WHAT YOU NEED TO DO |
Each line of the material should be output exactly as shown.

EXERCISE INPUTS |

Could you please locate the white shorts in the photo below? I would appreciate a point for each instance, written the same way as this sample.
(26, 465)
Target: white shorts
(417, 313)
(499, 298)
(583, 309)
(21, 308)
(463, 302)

RESULT OF THIS EXERCISE |
Could you please locate the white shorts in the photo below? I would appreciate a point for each instance, written the same way as this sample.
(26, 465)
Target: white shorts
(417, 313)
(499, 298)
(583, 309)
(21, 308)
(463, 302)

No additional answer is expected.